_Set task 1:_ According to the passage on intervention below, who led the international force KFOR in Kosovo?
_Set task 2:_ Resume the passage on intervention after its final sentence, keeping its formal voice.

_Source:_

** BEGIN **

A PRESIDENT, democratically re-elected, combats terrorists in his country. A court passes sentence on a woman in accordance with its long-established penal code. A police force investigates a regrettable murder in one of its cities. All perfectly acceptable, except that the President is Bashar al Assad; the woman is Meriam Ibrahim, condemned to death for supposedly converting to Christianity in Sudan; and the murder is the so-called honour killing of Farzana Paveen in Lahore, Pakistan. Each case has provoked an understandable revulsion, leading to the view that "something" must be done.

In Bloxham last weekend, several speakers at the Church Times's Festival of Faith and Literature wrestled with the dilemma of intervention, among them Lord Hurd, a distinguished former Foreign Secretary, and Major General Tim Cross, who led the international force KFOR in Kosovo, and was involved in post-war planning in Iraq. Cross is an advocate of early intervention, as long as the objective is clear. An unfocused and protracted war in, say, Syria would most likely compound the suffering of the population. Even incursions into another country's sovereign territory, as appear to be taking place in Crimea, are blurred by considerations of ethnicity and the wishes of a majority of the population. The injustices listed above are less clear even than this; and yet they, too, demand a response. If this cannot be found within the country, the responsibility falls to the international community.

** END **

_Dataset records:_
** BEGIN **

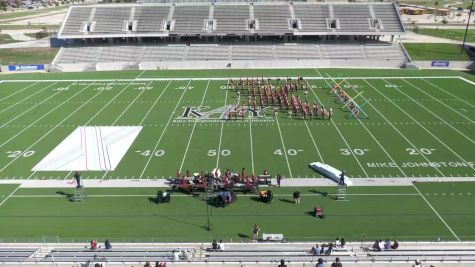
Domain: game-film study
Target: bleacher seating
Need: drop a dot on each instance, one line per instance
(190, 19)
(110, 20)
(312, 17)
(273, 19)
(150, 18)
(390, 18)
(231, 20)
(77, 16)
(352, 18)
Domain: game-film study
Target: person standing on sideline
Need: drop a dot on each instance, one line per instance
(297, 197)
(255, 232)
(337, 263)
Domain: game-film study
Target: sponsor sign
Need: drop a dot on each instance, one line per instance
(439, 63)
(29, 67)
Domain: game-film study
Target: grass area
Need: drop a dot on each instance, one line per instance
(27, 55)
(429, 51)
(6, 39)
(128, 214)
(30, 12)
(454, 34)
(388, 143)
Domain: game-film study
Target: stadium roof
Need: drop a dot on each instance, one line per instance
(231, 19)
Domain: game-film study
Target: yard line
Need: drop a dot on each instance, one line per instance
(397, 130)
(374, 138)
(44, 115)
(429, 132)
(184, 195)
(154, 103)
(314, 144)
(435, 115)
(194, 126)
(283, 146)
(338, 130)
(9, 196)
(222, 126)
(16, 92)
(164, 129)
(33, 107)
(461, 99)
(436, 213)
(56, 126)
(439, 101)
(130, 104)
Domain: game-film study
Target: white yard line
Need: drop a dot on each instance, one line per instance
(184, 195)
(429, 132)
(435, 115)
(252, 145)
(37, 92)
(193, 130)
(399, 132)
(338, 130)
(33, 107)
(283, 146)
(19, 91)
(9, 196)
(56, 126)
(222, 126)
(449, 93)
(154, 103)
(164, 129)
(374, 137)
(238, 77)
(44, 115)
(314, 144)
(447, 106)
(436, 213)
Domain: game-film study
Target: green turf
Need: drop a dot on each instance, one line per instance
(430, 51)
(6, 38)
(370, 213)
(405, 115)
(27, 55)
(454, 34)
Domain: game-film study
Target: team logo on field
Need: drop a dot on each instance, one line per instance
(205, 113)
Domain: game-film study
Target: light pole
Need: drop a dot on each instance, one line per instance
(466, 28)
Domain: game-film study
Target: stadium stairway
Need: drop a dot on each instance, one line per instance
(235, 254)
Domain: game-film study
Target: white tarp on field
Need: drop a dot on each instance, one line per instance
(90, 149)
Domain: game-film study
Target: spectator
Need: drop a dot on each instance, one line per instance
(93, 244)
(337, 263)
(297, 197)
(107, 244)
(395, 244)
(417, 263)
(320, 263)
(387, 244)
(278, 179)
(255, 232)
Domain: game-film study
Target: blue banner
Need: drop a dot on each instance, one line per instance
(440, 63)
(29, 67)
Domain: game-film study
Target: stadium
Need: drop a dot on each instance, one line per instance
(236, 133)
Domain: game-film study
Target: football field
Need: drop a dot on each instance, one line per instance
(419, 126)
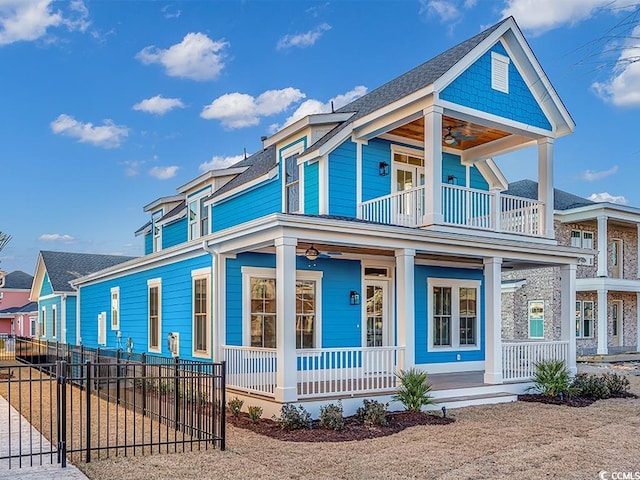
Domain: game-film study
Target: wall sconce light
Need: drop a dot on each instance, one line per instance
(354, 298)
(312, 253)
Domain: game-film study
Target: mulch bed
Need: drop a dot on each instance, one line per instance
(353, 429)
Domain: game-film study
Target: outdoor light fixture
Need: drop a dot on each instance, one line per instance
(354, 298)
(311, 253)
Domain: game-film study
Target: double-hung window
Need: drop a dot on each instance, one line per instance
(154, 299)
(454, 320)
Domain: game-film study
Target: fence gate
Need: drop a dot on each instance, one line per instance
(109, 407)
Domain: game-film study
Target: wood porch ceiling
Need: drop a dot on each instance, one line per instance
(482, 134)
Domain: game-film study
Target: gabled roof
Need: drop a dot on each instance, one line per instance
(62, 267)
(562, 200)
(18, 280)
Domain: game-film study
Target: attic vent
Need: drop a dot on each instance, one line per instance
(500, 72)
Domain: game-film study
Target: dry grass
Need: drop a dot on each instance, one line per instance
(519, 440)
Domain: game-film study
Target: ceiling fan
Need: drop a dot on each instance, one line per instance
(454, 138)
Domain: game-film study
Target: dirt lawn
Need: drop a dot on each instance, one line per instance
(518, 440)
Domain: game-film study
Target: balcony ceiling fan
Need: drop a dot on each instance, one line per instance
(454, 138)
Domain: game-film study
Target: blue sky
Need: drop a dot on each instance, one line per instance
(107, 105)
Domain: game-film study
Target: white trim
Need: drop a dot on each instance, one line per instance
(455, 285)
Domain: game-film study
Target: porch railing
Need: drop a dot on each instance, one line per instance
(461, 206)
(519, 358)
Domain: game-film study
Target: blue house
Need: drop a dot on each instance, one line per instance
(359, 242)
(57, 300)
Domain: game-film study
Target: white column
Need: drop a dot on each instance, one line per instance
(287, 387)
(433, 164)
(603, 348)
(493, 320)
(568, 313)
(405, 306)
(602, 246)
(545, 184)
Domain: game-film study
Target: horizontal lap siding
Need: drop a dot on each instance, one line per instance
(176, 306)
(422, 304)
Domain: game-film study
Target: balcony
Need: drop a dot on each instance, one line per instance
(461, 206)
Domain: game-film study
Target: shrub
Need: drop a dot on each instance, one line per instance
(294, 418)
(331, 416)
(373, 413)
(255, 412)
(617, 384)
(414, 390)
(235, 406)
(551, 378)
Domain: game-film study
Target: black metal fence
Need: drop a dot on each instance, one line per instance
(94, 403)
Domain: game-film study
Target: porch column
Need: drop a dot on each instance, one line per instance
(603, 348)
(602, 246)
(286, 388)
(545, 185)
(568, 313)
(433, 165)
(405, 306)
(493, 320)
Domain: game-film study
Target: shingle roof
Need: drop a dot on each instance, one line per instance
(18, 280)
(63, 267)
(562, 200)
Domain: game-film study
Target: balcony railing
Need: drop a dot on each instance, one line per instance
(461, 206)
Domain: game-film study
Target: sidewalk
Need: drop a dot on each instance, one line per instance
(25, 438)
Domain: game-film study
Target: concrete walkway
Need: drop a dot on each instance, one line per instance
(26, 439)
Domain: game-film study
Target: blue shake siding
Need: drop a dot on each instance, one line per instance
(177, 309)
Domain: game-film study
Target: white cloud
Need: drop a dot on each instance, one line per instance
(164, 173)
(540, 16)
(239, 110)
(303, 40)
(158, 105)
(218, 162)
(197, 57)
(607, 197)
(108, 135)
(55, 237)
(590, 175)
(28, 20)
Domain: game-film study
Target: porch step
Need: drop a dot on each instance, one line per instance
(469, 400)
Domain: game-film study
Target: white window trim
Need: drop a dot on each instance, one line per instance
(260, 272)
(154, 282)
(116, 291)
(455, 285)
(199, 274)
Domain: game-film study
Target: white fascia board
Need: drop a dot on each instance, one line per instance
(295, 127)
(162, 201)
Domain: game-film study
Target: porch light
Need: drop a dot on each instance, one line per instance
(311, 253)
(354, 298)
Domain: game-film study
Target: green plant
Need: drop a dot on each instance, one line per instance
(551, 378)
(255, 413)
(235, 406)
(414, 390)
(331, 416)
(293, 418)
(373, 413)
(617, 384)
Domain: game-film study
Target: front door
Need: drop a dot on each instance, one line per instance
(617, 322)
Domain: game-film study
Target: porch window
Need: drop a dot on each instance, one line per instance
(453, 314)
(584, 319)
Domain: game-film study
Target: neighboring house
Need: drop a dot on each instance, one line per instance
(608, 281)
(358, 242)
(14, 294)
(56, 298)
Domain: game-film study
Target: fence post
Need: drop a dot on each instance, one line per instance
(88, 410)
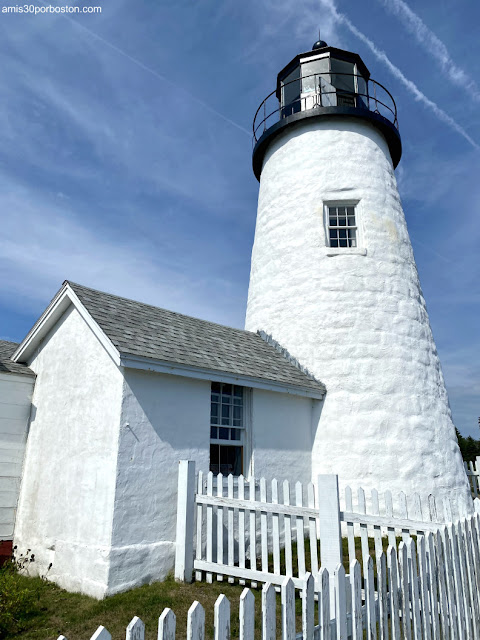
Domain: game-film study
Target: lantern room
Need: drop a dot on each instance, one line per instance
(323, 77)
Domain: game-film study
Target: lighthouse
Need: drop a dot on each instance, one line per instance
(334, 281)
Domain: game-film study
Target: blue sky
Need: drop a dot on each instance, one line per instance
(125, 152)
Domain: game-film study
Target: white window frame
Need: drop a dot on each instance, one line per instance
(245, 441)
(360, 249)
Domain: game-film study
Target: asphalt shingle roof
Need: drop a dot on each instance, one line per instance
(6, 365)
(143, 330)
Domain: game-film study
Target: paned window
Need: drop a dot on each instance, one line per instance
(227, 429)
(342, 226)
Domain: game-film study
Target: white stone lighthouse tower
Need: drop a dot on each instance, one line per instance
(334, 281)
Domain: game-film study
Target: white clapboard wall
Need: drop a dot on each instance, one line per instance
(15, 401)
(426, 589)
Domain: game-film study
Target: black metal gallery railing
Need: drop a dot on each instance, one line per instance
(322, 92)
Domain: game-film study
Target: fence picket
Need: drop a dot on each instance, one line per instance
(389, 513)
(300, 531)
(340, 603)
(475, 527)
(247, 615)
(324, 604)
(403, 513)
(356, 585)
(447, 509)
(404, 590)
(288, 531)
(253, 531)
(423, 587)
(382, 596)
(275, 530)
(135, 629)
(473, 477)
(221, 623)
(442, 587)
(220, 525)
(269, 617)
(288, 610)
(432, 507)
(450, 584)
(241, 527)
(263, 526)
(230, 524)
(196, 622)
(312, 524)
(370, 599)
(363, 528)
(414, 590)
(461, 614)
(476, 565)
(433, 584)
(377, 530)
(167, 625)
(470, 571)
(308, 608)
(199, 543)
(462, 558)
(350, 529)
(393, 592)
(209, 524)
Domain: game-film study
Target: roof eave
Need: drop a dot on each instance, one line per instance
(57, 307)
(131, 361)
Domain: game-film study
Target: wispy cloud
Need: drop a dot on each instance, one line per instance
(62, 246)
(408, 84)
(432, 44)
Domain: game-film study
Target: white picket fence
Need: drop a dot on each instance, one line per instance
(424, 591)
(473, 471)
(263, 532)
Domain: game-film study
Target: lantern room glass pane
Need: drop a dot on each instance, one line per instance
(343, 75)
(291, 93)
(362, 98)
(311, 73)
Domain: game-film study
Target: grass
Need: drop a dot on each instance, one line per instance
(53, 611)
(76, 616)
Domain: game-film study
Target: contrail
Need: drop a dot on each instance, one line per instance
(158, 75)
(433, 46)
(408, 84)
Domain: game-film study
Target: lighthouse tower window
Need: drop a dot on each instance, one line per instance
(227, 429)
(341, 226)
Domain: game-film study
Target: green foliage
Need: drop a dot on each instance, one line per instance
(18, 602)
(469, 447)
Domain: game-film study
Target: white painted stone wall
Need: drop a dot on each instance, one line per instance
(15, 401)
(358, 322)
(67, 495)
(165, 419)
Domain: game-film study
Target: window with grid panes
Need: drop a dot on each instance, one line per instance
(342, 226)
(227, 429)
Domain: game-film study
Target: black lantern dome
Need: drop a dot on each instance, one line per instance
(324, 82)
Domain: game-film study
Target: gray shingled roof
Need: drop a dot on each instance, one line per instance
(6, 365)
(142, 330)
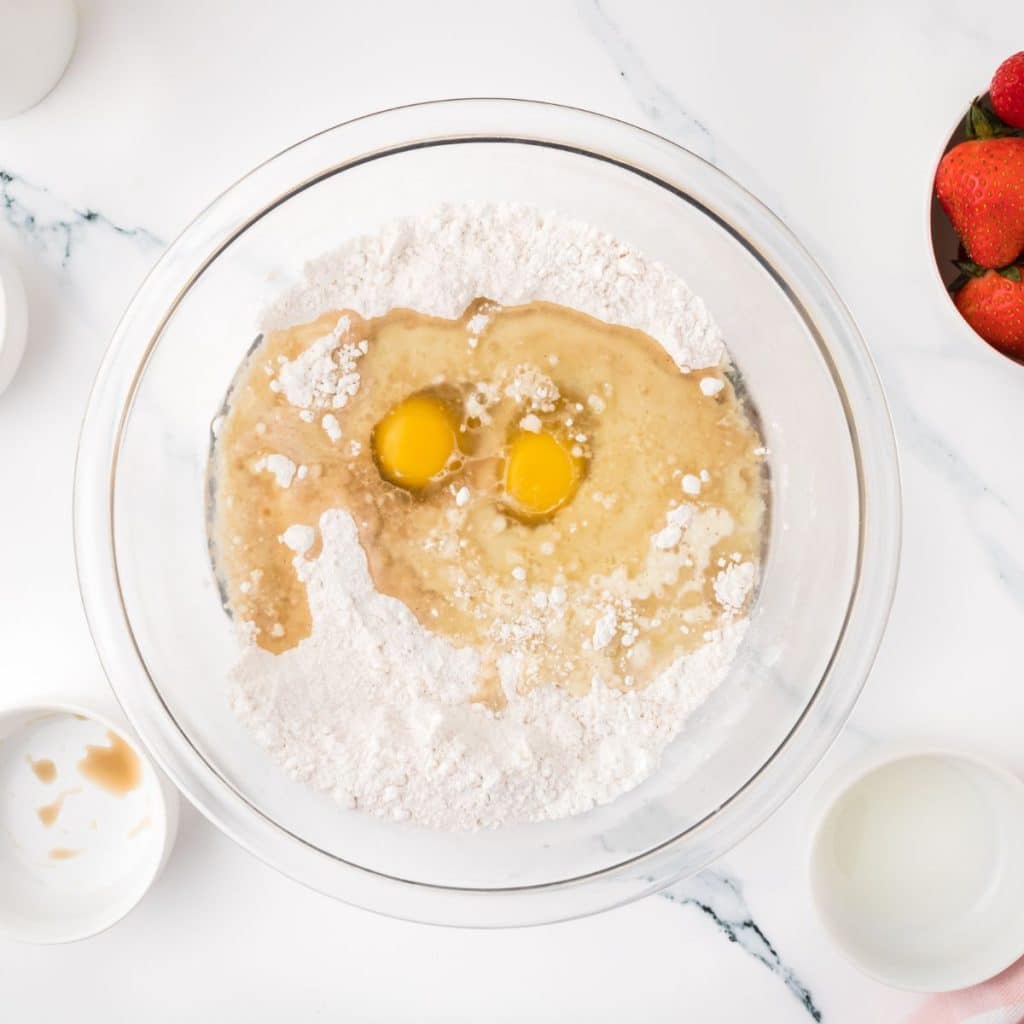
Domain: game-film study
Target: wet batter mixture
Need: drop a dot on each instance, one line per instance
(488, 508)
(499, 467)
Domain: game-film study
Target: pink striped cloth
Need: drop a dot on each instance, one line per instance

** END **

_Answer 1:_ Major General Tim Cross

_Answer 2:_
One of Lord Hurd's stipulations, "Try everything else first," is sound. The non-military arsenal is potentially very strong, but the punitive element requires a concerted will that has been lacking of late, as Russia and the US exercise their vetoes. There is, however, a range of measures that require less international agreement, and could even be bilateral. These might involve offering strategic funding, providing a peace-keeping force - as the French have done in the Central African Republic, or the British did in Sierra Leone in May 2000, even bribing a brutal leader to step down. Such actions are immeasurably cheaper than conducting a war; cheaper, too, than dealing with the humanitarian fallout from a failing state. The only option cheaper than this is to do nothing, which is the preference of politicians whose electorate repeatedly tells them not to spend money overseas. Down this route is another Rwanda.

Any contemplation of this subject quickly turns into a lamentation over the ineffectiveness of the United Nations. For the time being, it must be circumvented for, in a political crisis, speed is often of the essence. One way forward would be to model a response on the way the international community acts whenever there is a natural disaster. Here we see a willingness to act quickly and generously. And, unlike an earthquake, most political crises can be seen coming. Early intervention would limit suffering, and save the world money.